[What the exercise asks] What follows is a listing; give it again exactly, in its entirety.

== Supplied material

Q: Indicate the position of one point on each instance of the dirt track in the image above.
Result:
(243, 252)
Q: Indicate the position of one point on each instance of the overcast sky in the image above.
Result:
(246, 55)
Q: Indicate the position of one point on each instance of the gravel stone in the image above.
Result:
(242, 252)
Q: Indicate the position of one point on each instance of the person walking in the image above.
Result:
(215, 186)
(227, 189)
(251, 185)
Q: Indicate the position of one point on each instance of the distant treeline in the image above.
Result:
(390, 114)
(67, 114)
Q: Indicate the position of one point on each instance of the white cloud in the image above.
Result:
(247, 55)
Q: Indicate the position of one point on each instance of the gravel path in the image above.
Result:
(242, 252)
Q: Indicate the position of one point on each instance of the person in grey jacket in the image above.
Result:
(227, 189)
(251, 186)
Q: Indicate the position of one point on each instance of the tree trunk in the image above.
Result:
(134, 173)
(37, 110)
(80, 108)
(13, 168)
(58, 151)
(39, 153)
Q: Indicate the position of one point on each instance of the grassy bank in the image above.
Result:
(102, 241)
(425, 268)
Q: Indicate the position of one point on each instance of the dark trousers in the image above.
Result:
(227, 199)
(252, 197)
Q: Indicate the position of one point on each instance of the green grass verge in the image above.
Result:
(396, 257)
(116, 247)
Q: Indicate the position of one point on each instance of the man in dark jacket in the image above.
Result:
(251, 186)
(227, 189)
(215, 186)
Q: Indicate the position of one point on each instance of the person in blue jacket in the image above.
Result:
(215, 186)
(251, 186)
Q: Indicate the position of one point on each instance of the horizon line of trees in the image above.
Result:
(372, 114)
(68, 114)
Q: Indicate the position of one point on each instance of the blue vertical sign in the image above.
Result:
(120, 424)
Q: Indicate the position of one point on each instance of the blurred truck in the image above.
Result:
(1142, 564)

====

[Exercise response]
Q: Indicate the position of one point on each instance of the dirt track in the image above.
Result:
(243, 252)
Q: Indicate the position of one point on each instance of the overcast sky in the image above.
Result:
(246, 55)
Q: Indicate the position of one point on each instance of the gravel stone in the image above.
Result:
(242, 252)
Q: Indicate the position of one point on each instance of the person walking in the image above.
Result:
(215, 186)
(227, 189)
(251, 185)
Q: Indicate the position of one point on each instance of the distant treeline in the image above.
Result:
(390, 114)
(67, 114)
Q: Indicate the position of one point on each instance of the white cloud in the image above.
Result:
(247, 55)
Q: Indicate the position of one point on each instance of the gravel path in the image above.
Result:
(242, 252)
Q: Indicate the position of one point on each instance of the person in grey jacket in the image above.
Result:
(227, 189)
(251, 186)
Q: Indicate the position of one point on each instance of the tree trunk in the image above.
Result:
(134, 173)
(37, 110)
(80, 108)
(13, 168)
(58, 151)
(39, 153)
Q: Indicate the position of one point on each instance of the grassy bank in the image above.
Result:
(102, 241)
(425, 268)
Q: Indicate the position of one point on each instance of the dark trousers in the image above.
Result:
(227, 199)
(252, 197)
Q: Indicate the position of one point on each instance of the green grass verge in the image above.
Result:
(396, 257)
(116, 247)
Q: Indicate the position of one point on each instance of the man in dark jacket in the image above.
Result:
(251, 186)
(227, 189)
(215, 186)
Q: Indicate the position of one point on each instance of the person in blue jacket in the image above.
Result:
(215, 186)
(251, 186)
Q: Indicate the position of one point on each instance of the horizon line of trees in the image above.
Result:
(372, 114)
(68, 114)
Q: Indicate the position of one point on each instance of the blue vertical sign in the image above.
Result:
(120, 424)
Q: Indicate the position of one point on each instance of the blurred truck in the image above.
Result:
(1142, 564)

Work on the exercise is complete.